**Text provided**
[Start of section]

WASHINGTON — Republicans said Sunday that they intend to press Health and Human Services Secretary Kathleen Sebelius on the Obama administration’s troubled launch of healthcare.gov, the online portal to buy insurance, and concerns about the privacy of information that applicants submit under the new system.
The Obama administration will face intense pressure next week to be more forthcoming about how many people have succeeded in enrolling for coverage in the new insurance markets. Medicare chief Marilyn Tavenner is to testify during a House hearing Tuesday, followed Wednesday by Sebelius before the House Energy and Commerce Committee.
The officials also will be questioned about how such crippling technical problems could have gone undetected before the website’s Oct. 1 launch.
‘‘The incompetence in building this website is staggering,’’ said Representative Marsha Blackburn of Tennessee, the second-ranking Republican on the panel.
Democrats said the new system needed time to get up and running, and it could be fixed to provide millions of people with affordable insurance.
Governor Steve Beshear of Kentucky, a Democrat, said on NBC’s “Meet the Press’’ that the system was ‘‘working in Kentucky,’’ a state that has dealt with ‘‘some of the worst health statistics in the country.’’
“The only way we’re going to get ourselves out of the ditch is some transformational tool,” like the new health insurance system,’’ Beshear said.
In an interview on “Fox News Sunday,’’ Blackburn said she wanted to know how much has been spent on the website, how much more it will cost to fix the problems, when everything will be ready and what people should expect to see on the site. Blackburn and Representative Mike Rogers, a Republican from Michigan, asked if the site could guard the privacy of applicants.

[End of section]

**Saved entries**
[Start of section]

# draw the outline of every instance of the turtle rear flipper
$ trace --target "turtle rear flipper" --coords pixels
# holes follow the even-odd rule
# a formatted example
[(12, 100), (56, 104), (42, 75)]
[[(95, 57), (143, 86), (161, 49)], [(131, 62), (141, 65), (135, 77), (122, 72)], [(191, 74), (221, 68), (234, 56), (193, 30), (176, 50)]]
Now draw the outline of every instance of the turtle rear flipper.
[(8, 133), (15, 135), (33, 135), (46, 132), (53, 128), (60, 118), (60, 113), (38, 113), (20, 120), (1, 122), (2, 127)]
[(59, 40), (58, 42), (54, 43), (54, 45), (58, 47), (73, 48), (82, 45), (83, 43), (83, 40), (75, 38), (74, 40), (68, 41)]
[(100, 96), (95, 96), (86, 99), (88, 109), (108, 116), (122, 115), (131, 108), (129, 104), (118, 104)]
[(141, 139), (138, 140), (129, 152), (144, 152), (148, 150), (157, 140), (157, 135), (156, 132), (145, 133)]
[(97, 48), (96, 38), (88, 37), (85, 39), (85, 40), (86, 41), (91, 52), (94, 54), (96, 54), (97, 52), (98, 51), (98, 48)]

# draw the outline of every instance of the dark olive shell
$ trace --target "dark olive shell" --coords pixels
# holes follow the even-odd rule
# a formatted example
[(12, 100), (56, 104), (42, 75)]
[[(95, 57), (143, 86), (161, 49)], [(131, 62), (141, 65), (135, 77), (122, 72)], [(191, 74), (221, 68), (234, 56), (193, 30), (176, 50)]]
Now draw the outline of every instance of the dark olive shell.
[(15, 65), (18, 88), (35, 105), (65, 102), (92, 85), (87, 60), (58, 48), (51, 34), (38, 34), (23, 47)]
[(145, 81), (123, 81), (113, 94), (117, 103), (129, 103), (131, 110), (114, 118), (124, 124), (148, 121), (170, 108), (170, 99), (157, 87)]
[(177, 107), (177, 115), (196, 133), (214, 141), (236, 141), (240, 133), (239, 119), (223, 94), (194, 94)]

[End of section]

**Problem requirements**
Please pick up the news report on the healthcare.gov launch after its last sentence and continue it.

**Reply**
‘‘The way the system is designed it is not secure,’’ said Rogers, who leads the House Intelligence Committee.
The administration sought to reassure applicants about their personal information. HHS spokeswoman Joanne Peters said when consumers fill out their applications, ‘‘they can trust that the information they’re providing is protected by stringent security standards and that the technology underlying the application process has been tested and is secure.’’
The botched rollout has led to calls on Capitol Hill for a delay of penalties for those remaining uninsured. The Obama administration has said it is willing to extend the grace period until March 31, the end of open enrollment. That would be an extra six weeks. The insurance industry says going beyond that risks undermining the system by giving younger, healthier people a pass.
Senator Joe Manchin, a West Virginia Democrat, who seeks a yearlong delay to the penalty for noncompliance, said his approach would ‘‘still induce people to get involved, but it will also give us the time to transition in.’’
“I think we need that transition period to work out the things,’’ Manchin said on ABC’s “This Week.’’
Senator Jeanne Shaheen, a Democrat from New Hampshire, who has urged the Obama administration to postpone the March 31 deadline, said she was fears applicants will not have a full six months to enroll.
The administration was under no legal requirement to launch the website Oct. 1. Sebelius had the discretion to set open enrollment dates.